**Consegna 1**
Trascrivi sotto forma di tabella Markdown le righe dei record, dalla riga che contiene "of the archway" fino alla riga che contiene "x=45, y=124" compresa, tralasciando le righe vuote. Usa due colonne, n per il numero progressivo e Riga per il testo della riga.

Riprendo - a due anni di
distanza - un'intervista di Pagina 99 a Marcello Pera. Mi pare
tuttora utile a capire alcuni aspetti della vicenda politica
italiana. (S.L.L.)
Marcello Pera sta
rimettendo a posto i libri, le scatole. Finisce un trasloco. Lascia
Roma e se ne torna in Toscana. Il simbolo del centrodestra oggi?
«Eccomi», dice con un sorriso abbozzato, «sono io che torno con le
mie carabattole a Lucca… Alla Capitale ho già dato», dice a
pagina99. Filosofo, già presidente del Senato, Pera è uno dei
professori che nel 1994 stavano con Silvio Berlusconi.
Senatore, perché nel
centro destra non nasce qualcosa di nuovo?
Penso che la domanda sia
mal posta, se riferita a Forza Italia. In quella parte del centro
destra lì è già nato qualcosa: è nato Renzi. E se a Renzi
riuscirà di fare un altro po’ di cammino con l’eliminazione di
ciò che di comunista è rimasto nel suo partito, quel centro destra
sarà tutto renziano. Per capirlo si deve guardare a Verdini.
Verdini?
Sì, se uno guarda a
Verdini senza l’odore dello zolfo che gli hanno spruzzato addosso i
grandi giornali, i quali, dopo Dell’Utri e Previti, hanno ancora
bisogno di un demonio per palpeggiarsi l’anima bella, capisce che
l’evoluzione di buona parte dell’elettorato di Forza Italia va
esattamente nella sua direzione. Verdini va visto come un umore, un
sentimento, e una politica. È un vero berlusconiano, uno che annusa
il tartufo e lo scava in silenzio e con perizia. Non è solo furbo
come lo dipingono, è intelligente come neanche sospettano.
Ma che c’entra
Verdini con la rivoluzione liberale e la rivoluzione liberale con
Renzi?
Parliamo ancora di Forza
Italia. Che cosa voleva il grosso del suo elettorato, composto di
ex–dc, ex–psi e cani sciolti, allo sbando dopo la caduta del
Muro, e a piede libero dopo la mannaia di Mani Pulite? Voleva dare
uno schiaffo ai sindacati. Renzi l’ha fatto. Voleva dare una
strattonata ai magistrati. Renzi l’ha fatto. Voleva non farsi
schiacciare dall’alta burocrazia dello Stato, corrotta assai più
dei politici e dell’italiano medio. Renzi l’ha fatto. Voleva non
pagare l’imposta sulla casa. Renzi lo fa. Naturalmente, quello
stesso elettorato voleva anche le transazioni in contanti per
evadere, voleva controllare la tv di Stato per garantirsi il potere,
voleva le manette agli evasori a parole, voleva ridurre le tasse a
chiacchiere. Bene, tutto questo lo vuole anche Renzi. E si può
scendere nei particolari. Berlusconi prometteva le dentiere gratis,
Renzi promette ai giovani un sussidio annuo per le discoteche gratis.

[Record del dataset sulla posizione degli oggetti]
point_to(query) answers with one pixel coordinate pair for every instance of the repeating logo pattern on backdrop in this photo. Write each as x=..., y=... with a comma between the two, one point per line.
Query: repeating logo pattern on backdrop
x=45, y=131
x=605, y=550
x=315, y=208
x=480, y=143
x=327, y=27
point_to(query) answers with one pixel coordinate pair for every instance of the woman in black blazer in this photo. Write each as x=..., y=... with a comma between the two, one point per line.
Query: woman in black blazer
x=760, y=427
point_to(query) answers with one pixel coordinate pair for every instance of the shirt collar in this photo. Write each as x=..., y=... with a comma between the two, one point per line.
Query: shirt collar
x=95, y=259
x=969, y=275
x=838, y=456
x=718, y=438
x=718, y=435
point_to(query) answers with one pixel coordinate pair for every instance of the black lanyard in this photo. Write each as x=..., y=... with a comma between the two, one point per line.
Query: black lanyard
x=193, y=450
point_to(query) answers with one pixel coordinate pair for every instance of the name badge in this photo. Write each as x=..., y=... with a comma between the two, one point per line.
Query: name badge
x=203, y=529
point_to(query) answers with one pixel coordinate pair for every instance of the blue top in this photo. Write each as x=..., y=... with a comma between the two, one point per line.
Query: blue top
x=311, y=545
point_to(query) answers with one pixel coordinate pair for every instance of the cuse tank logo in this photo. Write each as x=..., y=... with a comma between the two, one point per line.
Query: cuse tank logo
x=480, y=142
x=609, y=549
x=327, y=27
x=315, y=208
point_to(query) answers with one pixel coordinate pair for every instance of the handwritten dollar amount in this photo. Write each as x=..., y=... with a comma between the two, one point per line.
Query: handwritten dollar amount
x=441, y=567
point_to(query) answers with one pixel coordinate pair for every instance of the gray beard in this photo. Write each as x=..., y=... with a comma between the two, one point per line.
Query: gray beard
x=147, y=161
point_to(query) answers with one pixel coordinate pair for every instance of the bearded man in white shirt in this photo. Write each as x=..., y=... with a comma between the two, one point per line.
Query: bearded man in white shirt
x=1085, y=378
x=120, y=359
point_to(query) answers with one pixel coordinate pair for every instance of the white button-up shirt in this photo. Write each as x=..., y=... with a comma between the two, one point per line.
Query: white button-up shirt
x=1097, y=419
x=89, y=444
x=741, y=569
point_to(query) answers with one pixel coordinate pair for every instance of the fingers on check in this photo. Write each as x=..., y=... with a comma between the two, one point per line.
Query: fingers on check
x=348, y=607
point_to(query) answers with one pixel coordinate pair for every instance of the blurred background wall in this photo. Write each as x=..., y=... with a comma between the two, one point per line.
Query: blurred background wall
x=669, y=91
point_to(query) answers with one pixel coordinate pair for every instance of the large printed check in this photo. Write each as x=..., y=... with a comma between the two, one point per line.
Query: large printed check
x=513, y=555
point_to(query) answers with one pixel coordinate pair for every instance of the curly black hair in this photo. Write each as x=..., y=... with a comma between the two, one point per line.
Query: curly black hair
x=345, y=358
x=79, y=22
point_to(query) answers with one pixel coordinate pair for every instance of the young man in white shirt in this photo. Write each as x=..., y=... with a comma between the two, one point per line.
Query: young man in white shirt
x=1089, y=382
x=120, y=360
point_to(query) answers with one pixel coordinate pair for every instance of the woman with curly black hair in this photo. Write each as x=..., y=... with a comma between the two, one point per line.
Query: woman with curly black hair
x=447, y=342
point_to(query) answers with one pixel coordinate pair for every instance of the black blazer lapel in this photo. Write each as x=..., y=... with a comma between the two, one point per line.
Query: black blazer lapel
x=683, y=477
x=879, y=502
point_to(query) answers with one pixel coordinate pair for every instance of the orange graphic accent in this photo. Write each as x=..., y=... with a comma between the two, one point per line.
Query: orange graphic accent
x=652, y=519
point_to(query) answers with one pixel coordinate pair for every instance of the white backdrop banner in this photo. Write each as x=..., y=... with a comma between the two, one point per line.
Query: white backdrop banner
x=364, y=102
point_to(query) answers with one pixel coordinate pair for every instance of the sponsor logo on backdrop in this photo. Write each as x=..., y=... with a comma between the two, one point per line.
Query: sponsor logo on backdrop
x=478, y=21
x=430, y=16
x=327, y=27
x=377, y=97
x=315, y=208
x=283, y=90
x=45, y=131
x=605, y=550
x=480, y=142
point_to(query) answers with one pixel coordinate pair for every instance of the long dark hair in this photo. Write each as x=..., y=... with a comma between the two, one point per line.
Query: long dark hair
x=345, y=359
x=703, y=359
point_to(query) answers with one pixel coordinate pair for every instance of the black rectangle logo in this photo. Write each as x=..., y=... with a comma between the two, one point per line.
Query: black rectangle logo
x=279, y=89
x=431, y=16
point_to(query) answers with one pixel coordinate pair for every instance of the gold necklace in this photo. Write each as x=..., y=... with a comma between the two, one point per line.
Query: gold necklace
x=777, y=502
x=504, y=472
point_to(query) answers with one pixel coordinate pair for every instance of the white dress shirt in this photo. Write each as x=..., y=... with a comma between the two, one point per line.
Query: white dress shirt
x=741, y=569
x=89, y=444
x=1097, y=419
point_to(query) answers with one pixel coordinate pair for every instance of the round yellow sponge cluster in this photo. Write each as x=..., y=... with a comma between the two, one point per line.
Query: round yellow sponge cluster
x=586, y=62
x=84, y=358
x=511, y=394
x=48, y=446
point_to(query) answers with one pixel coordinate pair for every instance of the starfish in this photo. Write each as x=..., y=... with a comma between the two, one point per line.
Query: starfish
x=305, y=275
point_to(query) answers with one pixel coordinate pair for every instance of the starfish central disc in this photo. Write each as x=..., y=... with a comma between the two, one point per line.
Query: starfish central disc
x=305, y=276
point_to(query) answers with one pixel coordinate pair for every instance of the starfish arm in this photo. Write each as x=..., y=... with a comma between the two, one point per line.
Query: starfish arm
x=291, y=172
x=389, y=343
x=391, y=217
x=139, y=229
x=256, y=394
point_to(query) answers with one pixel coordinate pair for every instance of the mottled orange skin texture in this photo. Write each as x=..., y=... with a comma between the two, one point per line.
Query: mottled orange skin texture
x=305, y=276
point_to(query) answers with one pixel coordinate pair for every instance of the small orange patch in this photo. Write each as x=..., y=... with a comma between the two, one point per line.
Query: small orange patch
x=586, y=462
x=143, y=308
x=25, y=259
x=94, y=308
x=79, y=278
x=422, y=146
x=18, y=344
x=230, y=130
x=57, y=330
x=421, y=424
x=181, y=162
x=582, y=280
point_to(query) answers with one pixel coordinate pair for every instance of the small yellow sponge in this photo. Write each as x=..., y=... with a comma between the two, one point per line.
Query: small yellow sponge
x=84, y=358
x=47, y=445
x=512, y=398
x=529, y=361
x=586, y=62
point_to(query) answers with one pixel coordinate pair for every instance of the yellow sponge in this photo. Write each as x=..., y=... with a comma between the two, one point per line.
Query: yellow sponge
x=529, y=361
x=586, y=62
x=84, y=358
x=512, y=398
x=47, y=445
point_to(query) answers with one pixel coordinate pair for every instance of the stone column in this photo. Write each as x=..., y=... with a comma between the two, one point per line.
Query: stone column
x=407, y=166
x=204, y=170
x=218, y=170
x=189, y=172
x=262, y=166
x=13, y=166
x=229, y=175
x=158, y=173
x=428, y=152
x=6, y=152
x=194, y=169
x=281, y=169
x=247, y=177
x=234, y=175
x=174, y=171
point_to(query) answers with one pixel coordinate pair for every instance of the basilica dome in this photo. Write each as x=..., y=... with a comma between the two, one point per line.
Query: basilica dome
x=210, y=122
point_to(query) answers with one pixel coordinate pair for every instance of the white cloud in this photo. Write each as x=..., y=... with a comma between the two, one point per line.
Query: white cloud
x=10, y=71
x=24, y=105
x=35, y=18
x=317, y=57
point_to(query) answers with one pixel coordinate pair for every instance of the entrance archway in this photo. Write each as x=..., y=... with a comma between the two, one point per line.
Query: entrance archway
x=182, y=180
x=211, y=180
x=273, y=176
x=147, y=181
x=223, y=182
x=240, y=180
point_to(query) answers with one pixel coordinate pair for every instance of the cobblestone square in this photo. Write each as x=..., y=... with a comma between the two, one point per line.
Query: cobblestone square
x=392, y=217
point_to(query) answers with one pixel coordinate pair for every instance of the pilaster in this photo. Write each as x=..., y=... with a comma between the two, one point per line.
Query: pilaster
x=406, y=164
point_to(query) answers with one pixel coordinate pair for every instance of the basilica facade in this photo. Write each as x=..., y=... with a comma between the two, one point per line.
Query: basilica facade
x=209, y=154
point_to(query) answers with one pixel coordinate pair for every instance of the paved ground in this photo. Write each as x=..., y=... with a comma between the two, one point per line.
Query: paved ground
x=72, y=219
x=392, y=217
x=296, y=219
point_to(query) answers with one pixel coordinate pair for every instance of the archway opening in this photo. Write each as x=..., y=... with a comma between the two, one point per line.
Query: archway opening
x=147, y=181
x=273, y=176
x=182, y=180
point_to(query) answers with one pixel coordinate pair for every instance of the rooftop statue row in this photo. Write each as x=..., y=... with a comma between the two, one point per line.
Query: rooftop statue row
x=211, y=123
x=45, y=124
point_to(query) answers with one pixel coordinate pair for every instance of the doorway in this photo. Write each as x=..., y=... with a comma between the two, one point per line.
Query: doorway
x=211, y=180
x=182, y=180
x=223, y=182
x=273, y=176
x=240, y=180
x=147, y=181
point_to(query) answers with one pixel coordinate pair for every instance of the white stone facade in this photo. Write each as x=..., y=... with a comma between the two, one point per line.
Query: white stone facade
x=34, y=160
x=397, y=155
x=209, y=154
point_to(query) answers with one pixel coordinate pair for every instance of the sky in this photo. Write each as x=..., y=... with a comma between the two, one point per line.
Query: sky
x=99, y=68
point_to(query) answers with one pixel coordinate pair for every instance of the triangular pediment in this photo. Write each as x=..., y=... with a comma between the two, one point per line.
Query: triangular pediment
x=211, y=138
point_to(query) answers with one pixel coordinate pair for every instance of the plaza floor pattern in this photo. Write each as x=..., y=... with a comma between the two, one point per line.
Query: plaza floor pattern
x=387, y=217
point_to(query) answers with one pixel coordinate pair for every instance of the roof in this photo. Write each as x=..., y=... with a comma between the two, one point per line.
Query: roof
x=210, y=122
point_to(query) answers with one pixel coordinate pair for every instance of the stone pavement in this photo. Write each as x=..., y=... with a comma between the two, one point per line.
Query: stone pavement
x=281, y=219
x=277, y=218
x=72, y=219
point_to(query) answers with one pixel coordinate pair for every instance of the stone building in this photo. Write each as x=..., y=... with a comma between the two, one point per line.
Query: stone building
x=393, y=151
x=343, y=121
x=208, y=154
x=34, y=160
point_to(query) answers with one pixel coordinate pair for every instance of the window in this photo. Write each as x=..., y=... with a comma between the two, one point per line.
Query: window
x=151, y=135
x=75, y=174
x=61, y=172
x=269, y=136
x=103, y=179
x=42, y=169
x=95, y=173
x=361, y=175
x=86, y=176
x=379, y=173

**Consegna 2**
Rispondi in base all'intervista a Marcello Pera.
(a) In quale regione torna Pera lasciando Roma?
(b) In che anno Pera era uno dei professori che stavano con Silvio Berlusconi?
(c) Che cosa promette Renzi ai giovani, secondo Pera?

**Risultato atteso 1**
| n | Riga |
|---|---|
| 1 | point_to(query) answers with one pixel coordinate pair for every instance of the archway opening in this photo. Write each as x=..., y=... with a comma between the two, one point per line. |
| 2 | Query: archway opening |
| 3 | x=147, y=181 |
| 4 | x=273, y=176 |
| 5 | x=182, y=180 |
| 6 | point_to(query) answers with one pixel coordinate pair for every instance of the rooftop statue row in this photo. Write each as x=..., y=... with a comma between the two, one point per line. |
| 7 | Query: rooftop statue row |
| 8 | x=211, y=123 |
| 9 | x=45, y=124 |

**Risultato atteso 2**
(a) In Toscana, a Lucca.
(b) Nel 1994.
(c) Un sussidio annuo per le discoteche gratis.